▸ **Passage given**:
>> begin

Forgetting about the growth differentials at the start of the euro is a deliberate attempt to minimize the role of monetary policy as the fundamental cause of the Irish and Spanish real estate bubbles. Through exclusion, De Grauwe then comes to the traditional Keynesian explanation for the credit euphoria: “Animal Spirits”; the “silly citizens’” irrational spending behavior funneled by successive waves of irrational optimism and pessimism. According to the Keynesian-interventionist doctrine, these animal spirits are the explanation for the boom-bust cycles, and consequently require tempering by "rational" governments. It is the fundamental Keynesian justification for massive government intervention in the economy through monetary and fiscal policy.
Forgetting about the growth differentials at the start of the euro project has the crucial outcome of condoning the monetary blunder of the single currency and of justifying even more state intervention on the same wrong track.
The reality is that not animal instincts, but the inflationary interest policy caused the Irish and Spanish spending spree. The introduction of the common currency provided Spanish and Irish consumers and businesses with unlimited access to cheap credit on top of their excellent economic environment and outlook. Their response was as rational as it was predictable. The Irish and the Spanish factored the artificially low interest rates into their investment calculations. The opportunity of unlimited cheap credit lead them into excessive investment in real estate. Not animal instinct, but inappropriate monetary policy lies at the basis of their calculations and buying decisions.
Differential growth rates
In substance, the current eurocrisis can be summarized to the systemic flaw that a single monetary policy for economies with highly different growth rates is not sustainable and leads to the leveling down of growth prospects. On average, the growth deficit due to the single currency can be estimated at a yearly 2 to 3%. For Spain and for Ireland particularly, the introduction of the euro caused an abrupt end to a most prosperous period of 20 years of unprecedented growth.

>> end

▸ **Parts of the exercise**:
1. Summarize the passage on the euro crisis in two sentences.
2. Write the next part of the passage on the euro crisis, picking up after its final sentence.

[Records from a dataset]
>> begin

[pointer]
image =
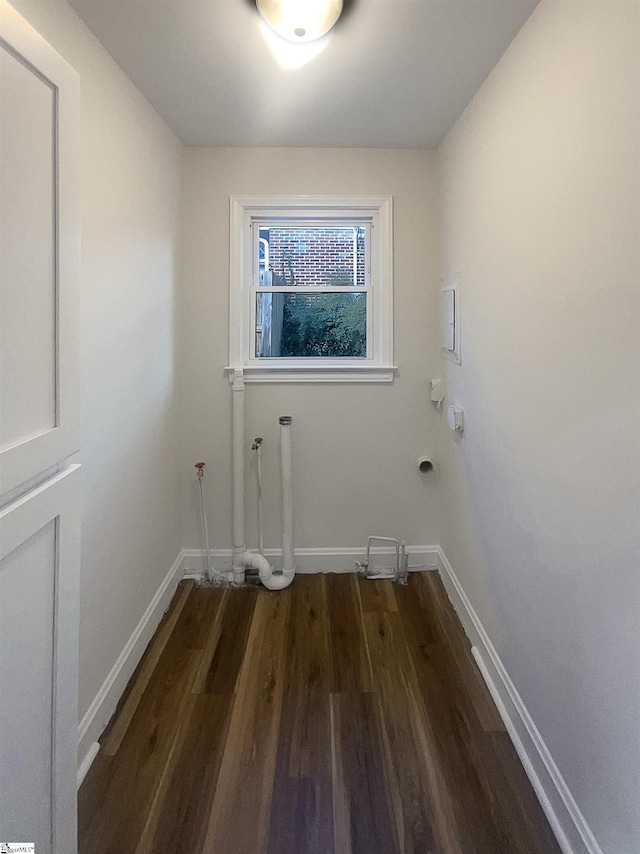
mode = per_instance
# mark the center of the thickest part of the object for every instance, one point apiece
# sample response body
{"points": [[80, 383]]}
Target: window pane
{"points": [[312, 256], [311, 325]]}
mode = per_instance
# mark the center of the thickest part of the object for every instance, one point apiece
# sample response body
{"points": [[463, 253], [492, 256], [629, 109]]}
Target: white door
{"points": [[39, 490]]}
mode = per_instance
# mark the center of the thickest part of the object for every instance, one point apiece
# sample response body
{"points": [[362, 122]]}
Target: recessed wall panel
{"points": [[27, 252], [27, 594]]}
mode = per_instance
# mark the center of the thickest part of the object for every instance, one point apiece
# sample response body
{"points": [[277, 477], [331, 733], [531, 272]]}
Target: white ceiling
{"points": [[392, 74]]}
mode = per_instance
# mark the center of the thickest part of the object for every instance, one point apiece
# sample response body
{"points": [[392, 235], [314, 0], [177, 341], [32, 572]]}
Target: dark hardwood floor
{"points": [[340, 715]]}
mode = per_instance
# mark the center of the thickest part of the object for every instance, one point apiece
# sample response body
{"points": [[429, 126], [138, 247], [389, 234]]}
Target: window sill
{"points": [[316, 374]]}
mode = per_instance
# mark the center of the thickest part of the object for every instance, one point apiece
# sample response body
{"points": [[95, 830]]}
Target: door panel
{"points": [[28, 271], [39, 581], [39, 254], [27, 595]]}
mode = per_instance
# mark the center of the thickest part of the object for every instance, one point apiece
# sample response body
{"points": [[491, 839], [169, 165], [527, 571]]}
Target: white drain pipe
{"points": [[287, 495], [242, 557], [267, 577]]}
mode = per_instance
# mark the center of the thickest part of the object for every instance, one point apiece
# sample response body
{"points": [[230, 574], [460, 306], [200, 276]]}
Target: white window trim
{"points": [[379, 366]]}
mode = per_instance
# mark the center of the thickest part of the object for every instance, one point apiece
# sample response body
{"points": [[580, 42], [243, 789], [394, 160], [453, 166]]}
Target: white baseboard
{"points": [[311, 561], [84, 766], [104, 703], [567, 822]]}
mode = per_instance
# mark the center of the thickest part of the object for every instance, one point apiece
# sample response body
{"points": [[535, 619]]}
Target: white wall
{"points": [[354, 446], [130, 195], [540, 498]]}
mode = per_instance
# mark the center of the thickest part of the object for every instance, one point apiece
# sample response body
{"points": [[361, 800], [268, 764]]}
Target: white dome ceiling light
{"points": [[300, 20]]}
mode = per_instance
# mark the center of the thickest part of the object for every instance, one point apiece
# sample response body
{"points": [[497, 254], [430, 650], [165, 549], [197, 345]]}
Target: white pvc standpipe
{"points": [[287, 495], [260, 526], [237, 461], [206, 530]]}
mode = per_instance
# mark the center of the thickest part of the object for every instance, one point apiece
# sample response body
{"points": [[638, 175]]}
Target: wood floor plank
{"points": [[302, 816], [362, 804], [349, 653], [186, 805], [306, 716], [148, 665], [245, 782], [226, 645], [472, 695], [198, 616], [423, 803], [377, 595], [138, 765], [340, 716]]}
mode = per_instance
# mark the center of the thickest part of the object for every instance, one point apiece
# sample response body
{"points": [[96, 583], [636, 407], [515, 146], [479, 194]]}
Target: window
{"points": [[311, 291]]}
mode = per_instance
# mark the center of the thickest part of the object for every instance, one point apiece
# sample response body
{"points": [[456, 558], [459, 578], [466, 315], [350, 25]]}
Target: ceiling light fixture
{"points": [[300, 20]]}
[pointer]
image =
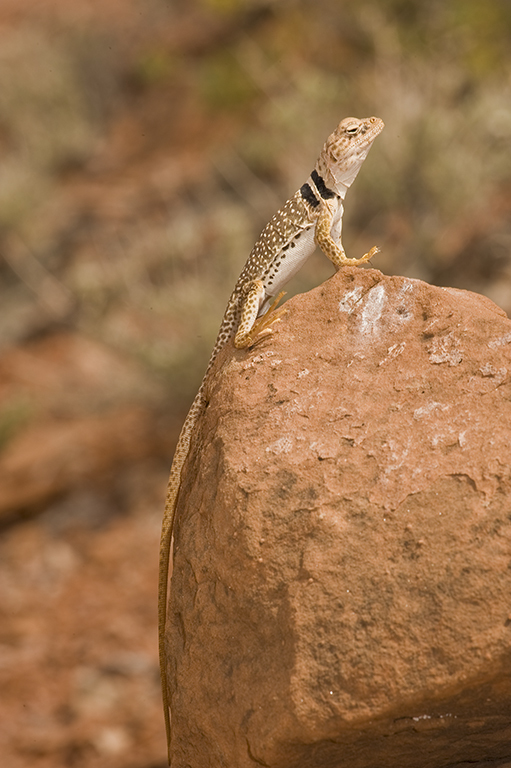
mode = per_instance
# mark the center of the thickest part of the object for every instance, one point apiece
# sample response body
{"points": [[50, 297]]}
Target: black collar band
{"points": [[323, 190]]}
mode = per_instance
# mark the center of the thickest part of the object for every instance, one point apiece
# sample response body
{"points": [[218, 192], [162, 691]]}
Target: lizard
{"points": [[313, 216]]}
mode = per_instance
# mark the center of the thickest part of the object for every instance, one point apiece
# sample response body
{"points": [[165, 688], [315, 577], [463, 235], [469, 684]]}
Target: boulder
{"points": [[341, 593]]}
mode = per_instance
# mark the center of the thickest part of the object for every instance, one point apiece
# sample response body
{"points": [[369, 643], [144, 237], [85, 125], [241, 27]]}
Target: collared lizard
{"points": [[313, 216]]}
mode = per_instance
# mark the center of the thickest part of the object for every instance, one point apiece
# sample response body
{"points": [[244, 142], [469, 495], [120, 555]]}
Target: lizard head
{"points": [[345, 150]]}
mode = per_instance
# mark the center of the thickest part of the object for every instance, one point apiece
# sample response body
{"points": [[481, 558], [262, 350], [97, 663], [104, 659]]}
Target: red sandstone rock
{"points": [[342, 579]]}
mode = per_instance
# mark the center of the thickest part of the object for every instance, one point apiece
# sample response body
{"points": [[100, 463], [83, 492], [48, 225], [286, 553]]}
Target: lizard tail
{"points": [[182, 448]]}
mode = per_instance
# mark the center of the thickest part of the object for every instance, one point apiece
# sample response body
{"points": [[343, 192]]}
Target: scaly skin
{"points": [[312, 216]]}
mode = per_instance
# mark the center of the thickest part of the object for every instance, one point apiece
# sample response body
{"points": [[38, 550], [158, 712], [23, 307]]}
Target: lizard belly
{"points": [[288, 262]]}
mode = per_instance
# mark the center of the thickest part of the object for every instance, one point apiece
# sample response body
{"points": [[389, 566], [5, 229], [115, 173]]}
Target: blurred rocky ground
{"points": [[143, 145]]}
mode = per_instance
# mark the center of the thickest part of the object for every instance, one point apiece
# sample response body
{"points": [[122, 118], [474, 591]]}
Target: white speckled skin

>> end
>> begin

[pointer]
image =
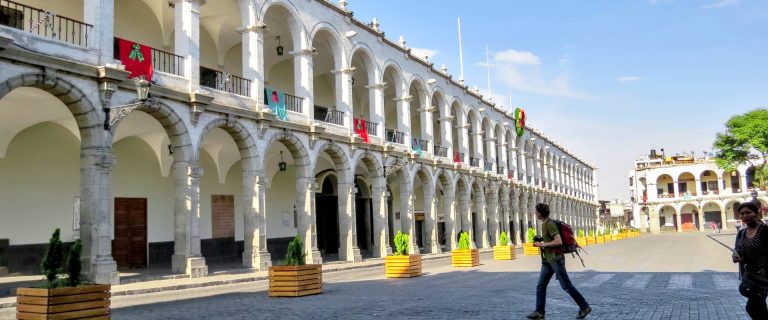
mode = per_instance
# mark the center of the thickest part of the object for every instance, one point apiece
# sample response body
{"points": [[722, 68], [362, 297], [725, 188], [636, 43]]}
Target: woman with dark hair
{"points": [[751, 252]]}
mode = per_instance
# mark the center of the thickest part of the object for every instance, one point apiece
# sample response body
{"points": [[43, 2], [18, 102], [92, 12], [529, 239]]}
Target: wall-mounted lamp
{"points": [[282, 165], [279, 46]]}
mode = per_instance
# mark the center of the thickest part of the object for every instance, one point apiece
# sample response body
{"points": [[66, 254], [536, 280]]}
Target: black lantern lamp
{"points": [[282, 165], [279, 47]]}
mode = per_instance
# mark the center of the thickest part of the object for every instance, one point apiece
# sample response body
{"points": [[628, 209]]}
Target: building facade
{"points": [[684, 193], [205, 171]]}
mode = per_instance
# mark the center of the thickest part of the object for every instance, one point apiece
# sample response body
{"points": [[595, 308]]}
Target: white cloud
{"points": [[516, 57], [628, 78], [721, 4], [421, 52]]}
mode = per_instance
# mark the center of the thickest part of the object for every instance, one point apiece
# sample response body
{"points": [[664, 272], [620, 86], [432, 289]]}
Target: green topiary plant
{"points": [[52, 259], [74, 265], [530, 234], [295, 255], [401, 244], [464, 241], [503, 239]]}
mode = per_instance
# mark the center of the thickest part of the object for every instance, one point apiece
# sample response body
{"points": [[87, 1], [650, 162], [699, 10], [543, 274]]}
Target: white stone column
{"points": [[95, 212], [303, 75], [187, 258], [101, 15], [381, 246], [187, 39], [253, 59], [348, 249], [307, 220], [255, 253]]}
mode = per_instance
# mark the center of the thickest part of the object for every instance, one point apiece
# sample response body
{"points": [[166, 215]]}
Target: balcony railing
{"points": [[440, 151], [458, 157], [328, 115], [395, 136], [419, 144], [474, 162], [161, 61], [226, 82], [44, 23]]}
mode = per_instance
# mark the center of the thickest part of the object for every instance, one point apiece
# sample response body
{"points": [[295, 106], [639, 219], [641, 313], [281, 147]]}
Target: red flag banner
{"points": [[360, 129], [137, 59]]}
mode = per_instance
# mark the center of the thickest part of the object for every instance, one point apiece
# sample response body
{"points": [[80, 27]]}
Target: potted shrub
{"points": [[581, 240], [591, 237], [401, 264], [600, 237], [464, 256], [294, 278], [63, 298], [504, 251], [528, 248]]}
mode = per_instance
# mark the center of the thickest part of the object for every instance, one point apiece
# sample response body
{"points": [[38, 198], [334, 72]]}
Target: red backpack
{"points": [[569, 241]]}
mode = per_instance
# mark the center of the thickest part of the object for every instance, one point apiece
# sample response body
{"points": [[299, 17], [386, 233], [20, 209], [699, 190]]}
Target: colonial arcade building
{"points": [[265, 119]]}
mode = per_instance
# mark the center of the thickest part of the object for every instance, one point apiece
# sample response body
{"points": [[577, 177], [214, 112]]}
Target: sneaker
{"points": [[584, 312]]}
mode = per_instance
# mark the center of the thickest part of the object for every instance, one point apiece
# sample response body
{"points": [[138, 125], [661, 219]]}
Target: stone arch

>> end

▸ **Answers given**:
1. Ignoring the growth differentials at the euro's start downplays monetary policy as the cause of the Irish and Spanish real estate bubbles, which leads De Grauwe to the Keynesian "animal spirits" explanation used to justify heavy government intervention. The real cause was the cheap credit and artificially low interest rates of the single currency, which prompted rational overinvestment in real estate, and one monetary policy for economies with very different growth rates is unsustainable and levels down growth prospects.

2.
As both a differential interest rate policy and a change of exchange rates are unfeasible in a monetary union, De Grauwe now recurs to the third instrument of monetary policy in order to contain future growth differentials. In order to control excessive credit expansion and the emergence of new bubbles, De Grauwe advocates differential reserve requirements. He proposes to impose higher reserve requirements to banks of fast-growing economies. This idea would indeed be most appropriate if only the practical realization would not presuppose restrictions on the free movement of capital. The promotion of the free movement of capital was the prime objective and justification politicians used to justify the euro project. Or how the single currency increasingly gets entangled in its own contradictions.
The very fact that renowned financial experts now take differential monetary policies into consideration indicates that even the euro-believers start to assume the harmful effects of a unitary monetary policy and that they no longer exclude differentiation. However, solutions which cause new harmful effects for the prime objective are counterproductive. Today millions of euro-citizens suffer heavily for the monetary madness of the single currency. Most deplorably, the architects of the euro project failed to provide an exit scenario as well as emergency exits for lagging or leading countries that want to leave. It is high time the responsible authorities seriously start conceiving the practical modalities of such an exit.
Sooner or later our monetary authorities will have to recognize that money creation out of thin air cannot promote sustainable growth. Their manipulation of interest rates far below the natural equilibrium level only leads to excessive debt accumulation. Interest rates are the starting point of all economic calculations. The interest level is not only conclusive in the choice between saving and consumption, but also in the choice between labor-intensive and capital intensive investments. Forging this basic measure only leads to wealth destructing distortions. Interest rates that are too low lead to savings deficits, excessive debt accumulation, excessive expulsion of labor from manufacturing processes, and to inequitable and counterproductive redistribution from savers to big spenders. The eternal dream of (nearly) free money is an illusion. The interest rate level is sustainable only if it leads to the equilibrium between saving and consumption at which every generation pays for its own consumption without coercing their heirs or other nations to pay the piper.